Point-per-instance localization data
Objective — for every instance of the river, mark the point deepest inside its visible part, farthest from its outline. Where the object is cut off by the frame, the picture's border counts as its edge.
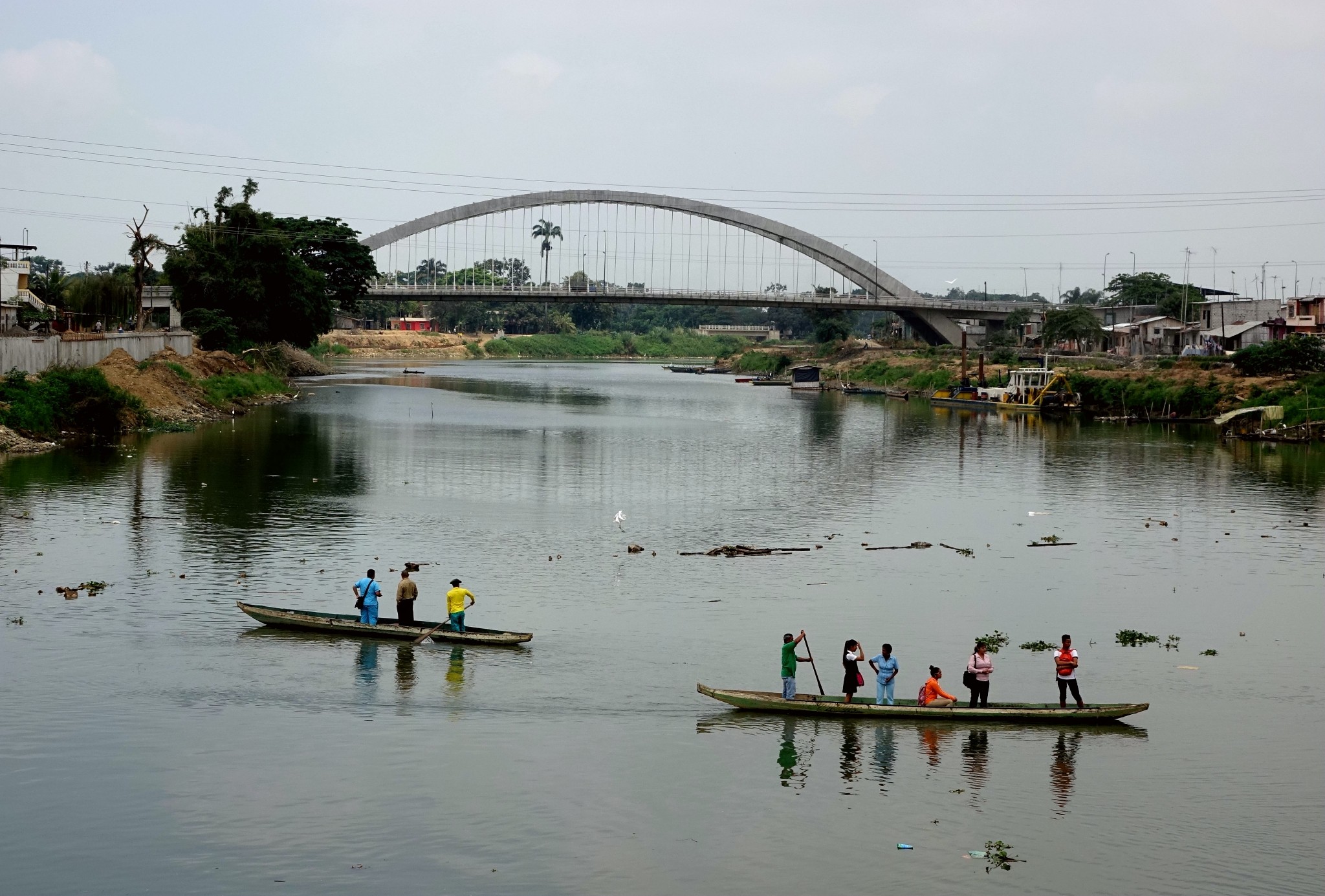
(155, 739)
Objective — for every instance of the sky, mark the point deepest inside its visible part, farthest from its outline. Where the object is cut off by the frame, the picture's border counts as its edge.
(976, 142)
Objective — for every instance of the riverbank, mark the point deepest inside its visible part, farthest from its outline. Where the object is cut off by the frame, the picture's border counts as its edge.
(655, 344)
(166, 391)
(1150, 388)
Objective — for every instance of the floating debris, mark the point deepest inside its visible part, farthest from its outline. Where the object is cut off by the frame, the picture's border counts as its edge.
(741, 551)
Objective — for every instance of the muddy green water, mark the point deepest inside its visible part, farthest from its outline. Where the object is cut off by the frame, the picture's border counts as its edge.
(157, 740)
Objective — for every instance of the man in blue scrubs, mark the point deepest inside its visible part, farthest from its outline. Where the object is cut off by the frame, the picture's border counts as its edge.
(886, 672)
(367, 591)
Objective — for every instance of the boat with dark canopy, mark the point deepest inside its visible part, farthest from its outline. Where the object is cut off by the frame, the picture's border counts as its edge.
(347, 625)
(996, 712)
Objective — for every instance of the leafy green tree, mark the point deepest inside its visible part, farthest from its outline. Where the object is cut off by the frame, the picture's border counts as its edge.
(243, 268)
(104, 296)
(1071, 323)
(332, 247)
(546, 231)
(830, 325)
(1078, 296)
(1296, 353)
(49, 285)
(1150, 288)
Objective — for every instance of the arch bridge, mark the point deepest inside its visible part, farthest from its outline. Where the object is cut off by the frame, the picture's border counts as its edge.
(686, 260)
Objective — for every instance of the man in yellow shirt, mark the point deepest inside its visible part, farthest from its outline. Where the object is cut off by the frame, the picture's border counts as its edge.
(456, 605)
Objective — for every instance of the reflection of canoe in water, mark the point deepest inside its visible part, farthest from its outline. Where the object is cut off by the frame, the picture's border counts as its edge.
(350, 626)
(1007, 712)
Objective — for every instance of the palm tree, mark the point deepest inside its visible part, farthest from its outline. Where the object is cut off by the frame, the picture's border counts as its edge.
(547, 231)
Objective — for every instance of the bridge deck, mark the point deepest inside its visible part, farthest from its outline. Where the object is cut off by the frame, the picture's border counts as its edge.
(624, 296)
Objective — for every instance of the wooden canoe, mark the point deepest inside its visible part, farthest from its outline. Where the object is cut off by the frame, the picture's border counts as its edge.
(350, 626)
(1005, 712)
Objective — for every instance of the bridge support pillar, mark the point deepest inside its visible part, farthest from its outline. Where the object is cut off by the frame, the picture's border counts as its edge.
(936, 327)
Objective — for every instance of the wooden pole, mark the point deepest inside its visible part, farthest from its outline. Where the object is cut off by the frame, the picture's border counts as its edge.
(811, 654)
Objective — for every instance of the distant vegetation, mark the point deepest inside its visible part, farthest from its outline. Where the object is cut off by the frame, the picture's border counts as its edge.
(655, 344)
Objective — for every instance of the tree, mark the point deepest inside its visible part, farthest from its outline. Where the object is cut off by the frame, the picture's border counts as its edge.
(141, 248)
(1077, 296)
(49, 285)
(333, 248)
(1150, 288)
(1071, 323)
(546, 231)
(244, 269)
(830, 325)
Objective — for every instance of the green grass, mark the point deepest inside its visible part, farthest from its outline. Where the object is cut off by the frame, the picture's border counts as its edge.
(227, 389)
(655, 344)
(321, 350)
(1293, 397)
(1149, 395)
(68, 399)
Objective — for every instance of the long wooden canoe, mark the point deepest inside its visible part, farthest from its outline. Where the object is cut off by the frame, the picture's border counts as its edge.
(1006, 712)
(350, 626)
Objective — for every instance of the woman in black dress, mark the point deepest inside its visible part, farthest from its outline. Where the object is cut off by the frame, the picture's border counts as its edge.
(851, 658)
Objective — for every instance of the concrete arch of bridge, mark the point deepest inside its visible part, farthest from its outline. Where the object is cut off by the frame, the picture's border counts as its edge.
(929, 317)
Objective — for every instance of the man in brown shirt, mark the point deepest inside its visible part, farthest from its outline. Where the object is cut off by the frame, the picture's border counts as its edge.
(406, 594)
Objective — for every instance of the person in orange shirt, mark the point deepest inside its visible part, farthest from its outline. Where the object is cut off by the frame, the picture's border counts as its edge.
(932, 695)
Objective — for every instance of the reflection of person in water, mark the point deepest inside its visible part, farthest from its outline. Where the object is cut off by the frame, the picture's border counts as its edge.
(787, 753)
(849, 752)
(932, 741)
(456, 668)
(1063, 769)
(976, 758)
(886, 753)
(404, 668)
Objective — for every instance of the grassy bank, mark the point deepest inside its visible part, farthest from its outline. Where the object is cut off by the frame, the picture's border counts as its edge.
(655, 344)
(68, 400)
(920, 377)
(227, 389)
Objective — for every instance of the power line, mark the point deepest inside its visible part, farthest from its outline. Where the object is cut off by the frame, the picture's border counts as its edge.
(591, 183)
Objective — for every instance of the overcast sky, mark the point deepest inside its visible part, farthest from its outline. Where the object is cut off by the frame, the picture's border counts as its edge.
(745, 104)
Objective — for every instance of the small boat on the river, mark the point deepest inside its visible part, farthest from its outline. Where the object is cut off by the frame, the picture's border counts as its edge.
(1002, 712)
(340, 623)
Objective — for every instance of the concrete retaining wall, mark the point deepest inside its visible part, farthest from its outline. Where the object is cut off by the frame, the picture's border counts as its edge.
(35, 355)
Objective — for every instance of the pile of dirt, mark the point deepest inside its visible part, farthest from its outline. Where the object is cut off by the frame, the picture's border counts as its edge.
(404, 344)
(166, 394)
(15, 444)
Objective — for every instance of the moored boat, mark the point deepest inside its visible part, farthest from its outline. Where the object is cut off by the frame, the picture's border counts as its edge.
(347, 625)
(1007, 712)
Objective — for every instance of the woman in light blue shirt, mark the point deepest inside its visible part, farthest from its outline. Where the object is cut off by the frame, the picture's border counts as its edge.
(886, 673)
(366, 591)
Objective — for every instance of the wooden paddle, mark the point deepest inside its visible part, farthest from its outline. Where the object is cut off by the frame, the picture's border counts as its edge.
(813, 666)
(427, 634)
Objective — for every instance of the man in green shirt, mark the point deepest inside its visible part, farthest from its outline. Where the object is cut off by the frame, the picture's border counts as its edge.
(789, 663)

• _PROBLEM TO SOLVE_: Keeping every word as it is, write out all the data and omit the pictures.

• _PROBLEM SOLUTION_:
Objective — for every instance of the river, mark the point deepest inside its visible part, farthest from its outline. Where the object is cut off by the frame, the picture's border counts as its edge.
(155, 739)
Objective — for every instance of the sky, mark the point deepest inside its visible part, farthest from its outline. Where the object is cut off by the frame, the picture's border counts as its edge.
(976, 142)
Objective — for every instance of the riverbank, mark the point deepest inside its visible part, farthest from its outline. Where the object is cut off by the frame, the picture's border counts as its edge.
(655, 344)
(166, 391)
(1150, 388)
Objective — for every instance of the floating debris, mark the point deepest inside its visible part, farthest from its outline. Where the object is cut off by the frame, the picture's border counts as its edge.
(741, 551)
Objective — for every instance of the muddy green water, mark the point deepest inside its visible part, farthest from its outline. Where the object is cut off by the frame, the picture's border counts as its edge.
(157, 740)
Objective — for every instance of the man in blue scrubs, mark the point deepest inside its visible part, farthest from its outline. Where the object is cut off by the frame, the picture's border counts as its edge.
(886, 672)
(367, 591)
Objective — for every instance of the boat with dark canopy, mark the point deepest inside its visible part, farthest from its outline. Where the object is cut off by the frame, the picture's border counts as its edge.
(347, 625)
(996, 712)
Objective — for every instance of the leafy green tree, mark the point deepest inside its visible part, farthest from its outline. Where the object is cut off by the frame, the picture's border counts as its edge.
(243, 268)
(104, 296)
(1071, 323)
(332, 247)
(546, 231)
(830, 325)
(1078, 296)
(1296, 353)
(49, 285)
(1150, 288)
Objective — for every instance of the arch bridge, mark the point deepest inside its visible part, farthest from its outline. Where the object is cut off by the frame, the picture's border counts as its edge.
(686, 260)
Objective — for every instance of the man in yellow shirt, mark the point deepest inside its visible part, farthest from its outline. Where the object is cut off by the frame, the picture's border counts as its edge.
(456, 605)
Objective — for every instance of the reflection of canoe in water, mark the point deepest inside its visible part, farthest from its outline. Where the object is cut off by the frame, the picture's border counts as its edge.
(350, 626)
(1007, 712)
Objective — for every instance of the palm tree, mark the point deepest inside its visible part, farthest from its outline. Where the object is cut off by the frame, the picture's border counts as its edge.
(547, 231)
Objective — for every instance of the bridge deck, mark the point deepest inside its visible part, farthest from its outline. Where the object is cut off by the frame, the picture's border counts as its edge.
(624, 296)
Objective — for every instance of the wooden canoe, mark the point deepest inside its visible part, farthest from its outline. Where the object is cut off by the frame, the picture's border counts as its edge.
(350, 626)
(1005, 712)
Objective — for every instance of the bridge support pillar, mark the point deepest inside its visible part, farthest from its outline. Where the object is cut off by the frame, the picture's border counts as its edge.
(936, 327)
Objective — for every instance of the wooden pole, mark the point deepest inside its visible part, farthest from its outline. Where the object is cut off by the frame, the picture's border counts as its edge.
(811, 654)
Objective — for every instance of the distant vegetation, mark the point deepest inside its visible part, farthest from its outline. Where the object is cut off by the frame, the picture's border counts as its edge.
(655, 344)
Objective — for every instance of the tree, mark the point deepest inside its visible part, farthest from its outline. Where the object is cut off by the frame, the picture's border counts as its edge.
(141, 248)
(1077, 296)
(49, 285)
(333, 248)
(1150, 288)
(1071, 323)
(546, 231)
(244, 269)
(830, 325)
Objective — for every instance of the green grass, mark the point deepest inside its visible part, farthest from its outline. Where the object is cut off by the frame, the picture's border counts as its edge.
(227, 389)
(655, 344)
(321, 350)
(1293, 397)
(1149, 395)
(68, 399)
Objective — for every instance of the long wooden canoe, mark the point deepest inside its visible part, farthest from its outline. Where the object is cut off by the frame, the picture's border counts as its edge.
(1006, 712)
(350, 626)
Objective — for every instance of the woman in black dress, mark the point deepest inside its visible part, farthest from its outline. Where the object is cut off by the frame, the picture's border counts as its edge.
(851, 658)
Objective — for every instance of the concrete arch of bridge, mark the point deepest inside its visible part, farthest from its outline. Where the object is cut off by the frame, the picture's border counts as its edge.
(929, 317)
Objective — for every instance of the man in brown shirt, mark the point deepest inside its visible part, farthest from its outline. Where the object is cut off by the frame, the picture's border counts as its edge.
(406, 594)
Objective — for every instance of the person in orange shirt, mark the point deepest inside its visible part, farthest from its outline. Where the object is cut off by the frame, the picture's border counts as its edge.
(932, 695)
Objective — for every instance of the reflection of person in water, mark the point deepest inside its visible part, farthest from its outline. Where the object is cut off by the frame, the picture's border counts as its edge.
(787, 753)
(849, 752)
(932, 741)
(456, 668)
(1063, 769)
(976, 758)
(886, 753)
(404, 668)
Objective — for every instance of the grassy bank, mark the point deepest inside its visible part, farthest from its outline. Where the object is cut off by the frame, the picture's border counts as its edge.
(655, 344)
(68, 400)
(920, 377)
(227, 389)
Objective — for every instance of the power line, mark the point deepest inside its visible part, farthest from its outline. Where the object is cut off by the frame, the picture's border counts as its edge.
(591, 183)
Objective — for every instance of the overcast sky, mark the point deepest inside its visible part, farthest from its outline. Where the object is cut off by the frame, the picture's border counts as its edge.
(745, 104)
Objective — for every instance of the small boat on the river, mark the point deepest inside its visible part, farthest from its outline. Where the object is cut off by the frame, the picture's border counts as its edge.
(1002, 712)
(340, 623)
Objective — for every instance of the concrete retaining wall, mark the point deepest inside its visible part, farthest from its outline. Where the object is cut off by the frame, the picture's border counts as its edge.
(35, 355)
Objective — for every instance of the pile of dirt, mark the point deepest inside its visible part, farthest from its outline. Where the object is cut off by the frame, the picture's border counts as its edge.
(404, 344)
(166, 394)
(15, 444)
Objective — for every instance of the moored boat, mark the point deepest inside its visible part, farthest from its outline. Where the object is cut off by the frame, the picture's border counts as its edge.
(347, 625)
(1007, 712)
Objective — for every instance of the woman in light blue shirt, mark the point deepest inside its visible part, farthest from its outline. Where the object is cut off by the frame, the picture's border counts as its edge.
(886, 673)
(366, 591)
Objective — for every instance of the wooden paddle, mark the point deepest inside its visible part, farthest from its outline. Where the object is cut off by the frame, the picture's border counts as its edge.
(813, 666)
(427, 634)
Objective — for every instance of the man in green shirt, mark the point deepest inside its visible part, farthest from its outline. Where the object is cut off by the frame, the picture's border counts as its edge.
(789, 663)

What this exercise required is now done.